--- MATERIAL SHOWN Enclosed Below ---

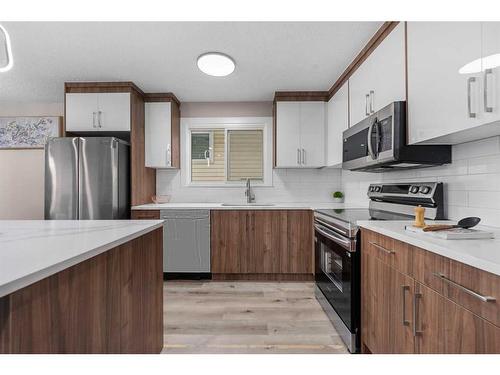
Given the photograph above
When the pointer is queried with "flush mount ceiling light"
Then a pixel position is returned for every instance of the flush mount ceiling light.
(216, 64)
(6, 60)
(476, 66)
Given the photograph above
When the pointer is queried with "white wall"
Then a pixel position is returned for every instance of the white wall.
(22, 171)
(292, 185)
(471, 182)
(289, 185)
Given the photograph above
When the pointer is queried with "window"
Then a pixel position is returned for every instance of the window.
(226, 152)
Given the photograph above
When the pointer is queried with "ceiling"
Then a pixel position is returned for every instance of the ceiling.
(161, 57)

--- End of Enclosed MATERIAL SHOWN ---

DIRECTIONS ->
Please repeat each record exactly and keep every picture out of the copy.

SOLUTION FOR THIS EXERCISE ->
Given the photograph above
When the pointer is queried with "flush mount ceiling light"
Then a pixel position is returned for every instance of the flush mount ceiling light.
(216, 64)
(6, 60)
(476, 66)
Given the photograph above
When the pointer is queried with "white wall"
Then a pixel position is returned for every instance of the white wall.
(22, 171)
(292, 185)
(471, 182)
(289, 185)
Given the photograph above
When the pointer is queried with "window"
Then a pixel position is returned for every instance of the window.
(226, 152)
Given the photograph above
When the pointer is queried with "ceiling"
Then a pixel position is returned for every instance of the ceiling.
(161, 57)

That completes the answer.